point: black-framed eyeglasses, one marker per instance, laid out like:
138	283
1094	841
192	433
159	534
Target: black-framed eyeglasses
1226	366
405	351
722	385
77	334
────────────────
Task goal: Could you give every line of the records above as a numbered list, with any blank lines left out?

Finished answer:
1. point: black-framed eyeglasses, one marker per instance, laid out like:
2. 138	283
3. 1094	841
4. 192	433
5. 159	534
6. Target: black-framed eyeglasses
7. 1226	366
8. 405	351
9. 722	385
10. 77	334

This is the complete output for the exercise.